(Stored entries)
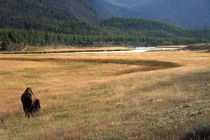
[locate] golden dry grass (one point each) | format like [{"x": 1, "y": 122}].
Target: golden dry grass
[{"x": 105, "y": 96}]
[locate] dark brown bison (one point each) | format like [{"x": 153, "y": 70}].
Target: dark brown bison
[{"x": 30, "y": 103}]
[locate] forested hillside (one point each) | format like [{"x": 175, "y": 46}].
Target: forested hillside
[
  {"x": 42, "y": 22},
  {"x": 185, "y": 13},
  {"x": 51, "y": 9}
]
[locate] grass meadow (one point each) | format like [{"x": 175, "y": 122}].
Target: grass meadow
[{"x": 150, "y": 95}]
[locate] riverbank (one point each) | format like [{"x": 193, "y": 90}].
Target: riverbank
[
  {"x": 63, "y": 49},
  {"x": 106, "y": 96}
]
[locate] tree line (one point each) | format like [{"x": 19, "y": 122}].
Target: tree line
[{"x": 117, "y": 31}]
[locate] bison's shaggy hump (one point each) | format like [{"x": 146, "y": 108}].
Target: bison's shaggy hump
[{"x": 30, "y": 103}]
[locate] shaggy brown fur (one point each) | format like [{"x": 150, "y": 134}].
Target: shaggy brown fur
[{"x": 30, "y": 103}]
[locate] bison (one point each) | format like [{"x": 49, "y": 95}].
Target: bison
[{"x": 30, "y": 103}]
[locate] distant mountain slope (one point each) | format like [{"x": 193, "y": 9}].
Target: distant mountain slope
[
  {"x": 57, "y": 9},
  {"x": 186, "y": 13}
]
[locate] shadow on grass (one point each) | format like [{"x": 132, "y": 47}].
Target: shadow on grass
[
  {"x": 150, "y": 65},
  {"x": 199, "y": 133}
]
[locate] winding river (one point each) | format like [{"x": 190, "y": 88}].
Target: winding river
[{"x": 138, "y": 49}]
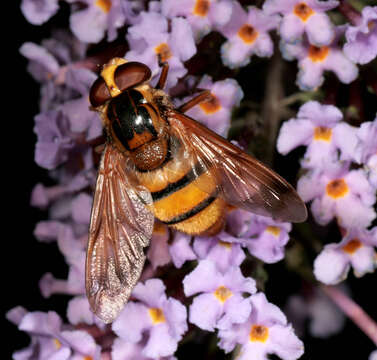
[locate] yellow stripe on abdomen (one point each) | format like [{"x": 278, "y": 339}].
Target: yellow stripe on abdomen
[{"x": 184, "y": 206}]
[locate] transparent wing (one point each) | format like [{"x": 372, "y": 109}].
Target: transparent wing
[
  {"x": 240, "y": 179},
  {"x": 121, "y": 225}
]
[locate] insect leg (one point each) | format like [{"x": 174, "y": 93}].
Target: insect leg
[
  {"x": 164, "y": 73},
  {"x": 203, "y": 96}
]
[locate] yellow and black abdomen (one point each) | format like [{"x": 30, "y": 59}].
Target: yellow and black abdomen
[{"x": 179, "y": 201}]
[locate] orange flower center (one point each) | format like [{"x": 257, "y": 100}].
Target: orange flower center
[
  {"x": 164, "y": 51},
  {"x": 318, "y": 54},
  {"x": 337, "y": 188},
  {"x": 303, "y": 11},
  {"x": 222, "y": 294},
  {"x": 57, "y": 343},
  {"x": 258, "y": 333},
  {"x": 247, "y": 33},
  {"x": 225, "y": 244},
  {"x": 274, "y": 230},
  {"x": 352, "y": 246},
  {"x": 201, "y": 7},
  {"x": 156, "y": 315},
  {"x": 210, "y": 106},
  {"x": 322, "y": 133},
  {"x": 104, "y": 5}
]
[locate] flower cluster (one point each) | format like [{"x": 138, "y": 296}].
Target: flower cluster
[
  {"x": 339, "y": 182},
  {"x": 202, "y": 283}
]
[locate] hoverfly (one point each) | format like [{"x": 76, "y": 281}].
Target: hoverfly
[{"x": 159, "y": 163}]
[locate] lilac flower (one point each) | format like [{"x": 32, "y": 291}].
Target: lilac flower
[
  {"x": 43, "y": 64},
  {"x": 54, "y": 140},
  {"x": 247, "y": 34},
  {"x": 266, "y": 331},
  {"x": 40, "y": 11},
  {"x": 221, "y": 302},
  {"x": 263, "y": 237},
  {"x": 318, "y": 127},
  {"x": 91, "y": 23},
  {"x": 203, "y": 15},
  {"x": 180, "y": 249},
  {"x": 163, "y": 319},
  {"x": 79, "y": 312},
  {"x": 366, "y": 149},
  {"x": 367, "y": 145},
  {"x": 224, "y": 254},
  {"x": 216, "y": 112},
  {"x": 361, "y": 45},
  {"x": 52, "y": 339},
  {"x": 313, "y": 61},
  {"x": 356, "y": 250},
  {"x": 82, "y": 120},
  {"x": 341, "y": 193},
  {"x": 299, "y": 17},
  {"x": 150, "y": 37}
]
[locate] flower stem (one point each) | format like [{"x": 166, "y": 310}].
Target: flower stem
[
  {"x": 271, "y": 113},
  {"x": 353, "y": 311}
]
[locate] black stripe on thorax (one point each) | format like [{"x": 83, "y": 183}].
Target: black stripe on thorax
[
  {"x": 171, "y": 188},
  {"x": 195, "y": 210}
]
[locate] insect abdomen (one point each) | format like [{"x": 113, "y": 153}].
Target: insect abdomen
[{"x": 179, "y": 201}]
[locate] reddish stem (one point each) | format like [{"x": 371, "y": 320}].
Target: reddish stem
[{"x": 353, "y": 311}]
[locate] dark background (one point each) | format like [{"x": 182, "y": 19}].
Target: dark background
[{"x": 25, "y": 260}]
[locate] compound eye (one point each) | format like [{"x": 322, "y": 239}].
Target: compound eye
[
  {"x": 131, "y": 74},
  {"x": 99, "y": 93}
]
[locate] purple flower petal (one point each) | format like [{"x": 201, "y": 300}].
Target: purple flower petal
[{"x": 38, "y": 12}]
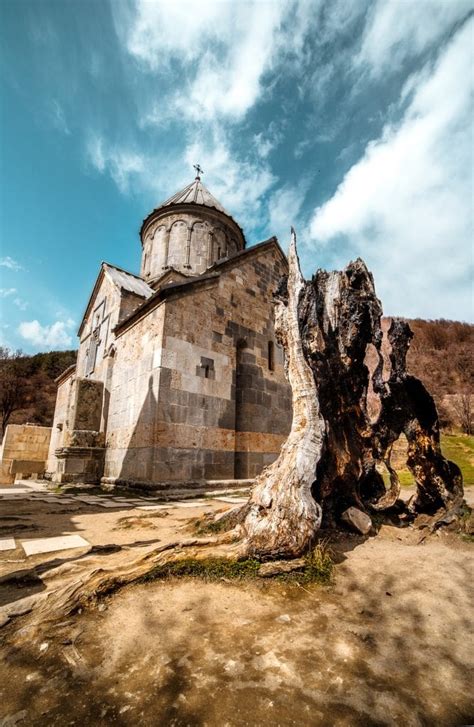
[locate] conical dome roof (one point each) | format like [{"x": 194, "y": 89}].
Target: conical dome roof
[{"x": 195, "y": 193}]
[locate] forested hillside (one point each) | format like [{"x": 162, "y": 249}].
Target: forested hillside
[
  {"x": 441, "y": 355},
  {"x": 27, "y": 388}
]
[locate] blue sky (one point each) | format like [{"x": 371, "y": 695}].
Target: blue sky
[{"x": 350, "y": 120}]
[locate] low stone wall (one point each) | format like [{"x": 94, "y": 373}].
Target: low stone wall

■ **What the exercise asks**
Swap "forested hillside" for "wooded hillside" throughout all of these lines and keep everything else unchanged. Leave the pictures out of your version.

■ **Result of this task**
[locate] golden dry grass (one point each) | format like [{"x": 1, "y": 122}].
Target: golden dry grass
[{"x": 105, "y": 96}]
[locate] dark brown bison (one point each) | format like [{"x": 153, "y": 70}].
Target: dark brown bison
[{"x": 30, "y": 103}]
[locate] wooded hillside (one point each) | format like [{"x": 175, "y": 46}].
Target: wooded hillside
[
  {"x": 42, "y": 22},
  {"x": 185, "y": 13},
  {"x": 51, "y": 9}
]
[locate] grass meadow (one point each) | format like [{"x": 175, "y": 122}].
Target: grass meadow
[{"x": 150, "y": 95}]
[locate] riverbank (one point each) | format like [{"x": 193, "y": 90}].
Target: riverbank
[
  {"x": 63, "y": 49},
  {"x": 106, "y": 96}
]
[locate] tree line (one point each) | format like [{"x": 19, "y": 122}].
Target: tree line
[{"x": 117, "y": 31}]
[locate] bison's shaggy hump (one point each) | format like [{"x": 146, "y": 108}].
Target: bison's shaggy hump
[{"x": 30, "y": 103}]
[locate] shaggy brown fur (one point each) | format like [{"x": 150, "y": 134}].
Target: shaggy brown fur
[{"x": 30, "y": 103}]
[locate] bison (one point each) | format like [{"x": 49, "y": 95}].
Target: bison
[{"x": 30, "y": 103}]
[locate] distant mountain slope (one point each) | format like [{"x": 193, "y": 9}].
Target: distant mountain slope
[
  {"x": 57, "y": 9},
  {"x": 186, "y": 13}
]
[locate] shadow on grass (one point each) | format like [{"x": 132, "y": 47}].
Target: shadow on grass
[
  {"x": 150, "y": 65},
  {"x": 199, "y": 133}
]
[locate] winding river (one point each) | format like [{"x": 190, "y": 88}].
Target: winding river
[{"x": 138, "y": 49}]
[locate] yellow stripe on abdomen (one point each) | format like [{"x": 278, "y": 339}].
Target: yellow stripe on abdomen
[{"x": 184, "y": 206}]
[locate] transparent wing (one point each) | format like [{"x": 372, "y": 109}].
Target: transparent wing
[
  {"x": 240, "y": 179},
  {"x": 121, "y": 225}
]
[locate] insect leg (one point each) | format like [{"x": 174, "y": 93}].
Target: insect leg
[
  {"x": 164, "y": 73},
  {"x": 203, "y": 96}
]
[locate] yellow and black abdomen (one point each) | format like [{"x": 30, "y": 59}].
Target: yellow and black abdomen
[{"x": 179, "y": 201}]
[locate] orange flower center (one point each) | format like [{"x": 257, "y": 100}].
Target: orange flower center
[
  {"x": 164, "y": 51},
  {"x": 318, "y": 54},
  {"x": 337, "y": 188},
  {"x": 303, "y": 11},
  {"x": 222, "y": 294},
  {"x": 57, "y": 343},
  {"x": 258, "y": 333},
  {"x": 247, "y": 33},
  {"x": 225, "y": 244},
  {"x": 274, "y": 230},
  {"x": 352, "y": 246},
  {"x": 201, "y": 7},
  {"x": 156, "y": 315},
  {"x": 210, "y": 106},
  {"x": 322, "y": 133},
  {"x": 104, "y": 5}
]
[locate] flower cluster (one point each) | format like [{"x": 138, "y": 296}].
Target: flower cluster
[
  {"x": 339, "y": 182},
  {"x": 202, "y": 283}
]
[locate] hoverfly (one point each) | format like [{"x": 76, "y": 281}].
Target: hoverfly
[{"x": 159, "y": 163}]
[locate] lilac flower (one point each) | format like [{"x": 32, "y": 291}].
Target: lilac flower
[
  {"x": 43, "y": 64},
  {"x": 54, "y": 140},
  {"x": 247, "y": 34},
  {"x": 266, "y": 331},
  {"x": 40, "y": 11},
  {"x": 221, "y": 302},
  {"x": 263, "y": 237},
  {"x": 318, "y": 127},
  {"x": 91, "y": 23},
  {"x": 203, "y": 15},
  {"x": 180, "y": 249},
  {"x": 163, "y": 319},
  {"x": 79, "y": 312},
  {"x": 366, "y": 149},
  {"x": 367, "y": 145},
  {"x": 224, "y": 254},
  {"x": 216, "y": 112},
  {"x": 361, "y": 45},
  {"x": 52, "y": 339},
  {"x": 313, "y": 61},
  {"x": 356, "y": 250},
  {"x": 82, "y": 120},
  {"x": 341, "y": 193},
  {"x": 299, "y": 17},
  {"x": 150, "y": 37}
]
[locate] flower stem (one point each) | format like [{"x": 166, "y": 310}].
Target: flower stem
[
  {"x": 271, "y": 113},
  {"x": 353, "y": 311}
]
[locate] black stripe on thorax (one point each) | format like [{"x": 83, "y": 183}].
Target: black stripe on thorax
[
  {"x": 171, "y": 188},
  {"x": 195, "y": 210}
]
[locate] insect abdomen (one point each) | format like [{"x": 113, "y": 153}].
Target: insect abdomen
[{"x": 179, "y": 201}]
[locate] reddish stem (one point each) | format like [{"x": 371, "y": 320}].
Target: reddish stem
[{"x": 353, "y": 311}]
[locate] dark background (one point each) | format like [{"x": 182, "y": 19}].
Target: dark background
[{"x": 25, "y": 260}]
[locate] compound eye (one point each) | format like [{"x": 322, "y": 239}].
Target: compound eye
[
  {"x": 131, "y": 74},
  {"x": 99, "y": 93}
]
[locate] purple flower petal (one point each) | format like [{"x": 201, "y": 300}].
Target: purple flower petal
[{"x": 38, "y": 12}]
[locate] conical dome roof (one point each) | format like [{"x": 194, "y": 89}].
Target: conical dome roof
[{"x": 195, "y": 193}]
[locate] wooded hillside (one point each) | format like [{"x": 162, "y": 249}].
Target: wooded hillside
[
  {"x": 441, "y": 355},
  {"x": 27, "y": 388}
]
[locate] blue sky (one point each) | format like [{"x": 371, "y": 695}].
Target: blue sky
[{"x": 350, "y": 120}]
[locate] low stone wall (one point each) | format like [{"x": 94, "y": 373}].
Target: low stone wall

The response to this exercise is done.